**Task prompt:**
Rewrite each of the records below, changing every occurrence of "thankful" to "grateful" and leaving all other text unchanged.

**Input data:**

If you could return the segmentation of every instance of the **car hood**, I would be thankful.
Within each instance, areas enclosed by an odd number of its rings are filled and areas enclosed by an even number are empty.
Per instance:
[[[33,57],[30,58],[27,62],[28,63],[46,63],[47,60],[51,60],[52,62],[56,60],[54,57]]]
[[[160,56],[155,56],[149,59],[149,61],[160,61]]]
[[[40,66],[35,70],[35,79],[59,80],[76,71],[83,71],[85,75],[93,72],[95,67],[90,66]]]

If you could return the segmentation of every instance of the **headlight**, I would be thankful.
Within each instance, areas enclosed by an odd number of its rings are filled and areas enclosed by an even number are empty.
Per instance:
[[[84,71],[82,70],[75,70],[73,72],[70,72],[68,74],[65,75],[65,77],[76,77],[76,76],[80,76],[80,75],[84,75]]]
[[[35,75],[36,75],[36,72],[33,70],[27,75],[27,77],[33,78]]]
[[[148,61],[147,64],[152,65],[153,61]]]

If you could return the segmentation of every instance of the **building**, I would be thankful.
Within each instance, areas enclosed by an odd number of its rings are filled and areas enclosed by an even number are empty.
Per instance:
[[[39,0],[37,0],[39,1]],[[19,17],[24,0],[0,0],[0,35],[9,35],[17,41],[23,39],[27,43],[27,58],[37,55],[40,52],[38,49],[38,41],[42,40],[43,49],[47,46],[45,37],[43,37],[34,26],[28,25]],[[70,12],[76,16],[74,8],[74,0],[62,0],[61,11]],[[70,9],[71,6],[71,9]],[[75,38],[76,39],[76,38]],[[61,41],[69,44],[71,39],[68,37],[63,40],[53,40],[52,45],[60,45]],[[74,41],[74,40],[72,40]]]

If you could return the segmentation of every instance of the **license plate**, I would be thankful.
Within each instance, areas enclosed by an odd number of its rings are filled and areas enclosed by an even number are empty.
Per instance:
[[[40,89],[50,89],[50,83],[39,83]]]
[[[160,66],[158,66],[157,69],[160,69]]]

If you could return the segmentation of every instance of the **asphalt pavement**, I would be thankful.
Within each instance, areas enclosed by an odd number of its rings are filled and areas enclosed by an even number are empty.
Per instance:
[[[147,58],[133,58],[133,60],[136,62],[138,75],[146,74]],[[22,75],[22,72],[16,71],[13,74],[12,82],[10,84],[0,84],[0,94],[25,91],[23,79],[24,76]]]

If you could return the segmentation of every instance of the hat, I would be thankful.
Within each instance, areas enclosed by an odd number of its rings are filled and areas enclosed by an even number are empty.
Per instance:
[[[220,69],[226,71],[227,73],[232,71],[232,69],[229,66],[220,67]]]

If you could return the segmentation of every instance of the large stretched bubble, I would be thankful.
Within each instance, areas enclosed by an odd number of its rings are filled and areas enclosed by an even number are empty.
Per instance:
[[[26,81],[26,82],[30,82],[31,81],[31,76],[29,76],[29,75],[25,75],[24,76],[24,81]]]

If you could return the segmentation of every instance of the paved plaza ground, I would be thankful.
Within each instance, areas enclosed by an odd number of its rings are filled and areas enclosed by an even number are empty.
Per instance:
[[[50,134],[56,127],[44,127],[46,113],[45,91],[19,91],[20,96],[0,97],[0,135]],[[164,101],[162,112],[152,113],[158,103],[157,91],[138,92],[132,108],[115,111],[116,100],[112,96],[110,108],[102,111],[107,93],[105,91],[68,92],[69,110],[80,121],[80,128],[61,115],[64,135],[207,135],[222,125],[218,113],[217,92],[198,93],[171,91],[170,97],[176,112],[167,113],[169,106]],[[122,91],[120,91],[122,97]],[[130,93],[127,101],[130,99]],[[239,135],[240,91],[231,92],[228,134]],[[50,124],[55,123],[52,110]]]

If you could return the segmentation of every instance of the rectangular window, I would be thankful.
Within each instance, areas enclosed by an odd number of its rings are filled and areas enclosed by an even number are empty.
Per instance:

**Exercise result:**
If you could return the segmentation of every instance of the **car hood**, I would be grateful.
Within each instance, areas enclosed by an odd number of its rings are filled and areas enclosed by an even number are empty.
Per instance:
[[[33,57],[30,58],[27,62],[28,63],[46,63],[47,60],[51,60],[52,62],[56,60],[54,57]]]
[[[160,56],[155,56],[149,59],[149,61],[160,61]]]
[[[40,66],[35,70],[35,79],[59,80],[76,71],[83,71],[85,75],[93,72],[95,67],[90,66]]]

If you could return the segmentation of every instance of the **headlight**, I would be grateful.
Within each instance, areas enclosed by an odd number of its rings are filled and areas enclosed by an even number are empty.
Per instance:
[[[84,71],[82,70],[75,70],[73,72],[70,72],[68,74],[65,75],[65,77],[76,77],[76,76],[80,76],[80,75],[84,75]]]
[[[35,75],[36,75],[36,72],[33,70],[27,75],[27,77],[33,78]]]
[[[148,61],[147,64],[152,65],[153,61]]]

If you could return the segmentation of every instance of the **building**, I would be grateful.
Within each instance, areas enclosed by an odd number of its rings are filled and areas enclosed by an even number are empty.
Per instance:
[[[39,0],[37,0],[39,1]],[[19,17],[24,0],[0,0],[0,35],[9,35],[17,41],[23,39],[27,43],[27,58],[37,55],[40,52],[38,49],[38,41],[42,40],[43,49],[47,46],[45,37],[43,37],[34,26],[28,25]],[[70,12],[76,16],[74,8],[74,0],[62,0],[61,11]],[[70,9],[71,6],[71,9]],[[75,38],[76,39],[76,38]],[[61,41],[69,44],[71,39],[68,37],[63,40],[53,40],[52,45],[60,45]],[[74,41],[74,40],[72,40]]]

If you could return the segmentation of every instance of the **license plate**, I would be grateful.
Within each instance, areas enclosed by an odd number of its rings are filled and areas enclosed by an even number are empty.
Per instance:
[[[40,89],[50,89],[50,83],[39,83]]]
[[[160,66],[158,66],[157,69],[160,69]]]

If you could return the segmentation of every instance of the **asphalt pavement**, I would be grateful.
Within each instance, areas enclosed by an odd number of its rings are filled and areas enclosed by an even number are empty.
Per instance:
[[[147,58],[133,58],[133,60],[136,62],[138,75],[146,74]],[[22,75],[22,72],[16,71],[13,74],[12,82],[10,84],[0,84],[0,94],[25,91],[23,79],[24,76]]]

If you could return the segmentation of every instance of the hat, I would be grateful.
Within each instance, areas enclosed by an odd number of its rings are filled and areas enclosed by an even number are empty.
Per instance:
[[[220,69],[226,71],[227,73],[232,71],[232,69],[229,66],[220,67]]]

If you could return the segmentation of every instance of the large stretched bubble, I would be grateful.
Within each instance, areas enclosed by an odd number of its rings are filled and areas enclosed by an even number are empty.
Per instance:
[[[26,81],[26,82],[30,82],[31,81],[31,76],[29,76],[29,75],[25,75],[24,76],[24,81]]]

If you could return the segmentation of every instance of the paved plaza ground, I would be grateful.
Within each instance, areas enclosed by an odd number of its rings are filled and areas enclosed by an even number are empty.
Per instance:
[[[50,134],[56,127],[44,127],[46,113],[45,91],[19,91],[20,96],[0,97],[0,135]],[[164,101],[162,112],[152,113],[158,103],[157,91],[138,92],[132,108],[115,111],[116,100],[112,96],[110,108],[102,111],[107,93],[105,91],[68,92],[69,110],[80,121],[80,128],[61,115],[64,135],[207,135],[222,125],[218,113],[217,92],[198,93],[171,91],[170,97],[176,112],[167,113],[169,106]],[[122,91],[120,91],[122,97]],[[130,93],[127,101],[130,99]],[[239,135],[240,91],[231,92],[228,134]],[[50,124],[55,123],[52,110]]]

If you could return the segmentation of every instance of the rectangular window, I would be grateful.
Within each instance, areas enclosed by an odd number of its rings are filled and areas enclosed by an even number are empty.
Per instance:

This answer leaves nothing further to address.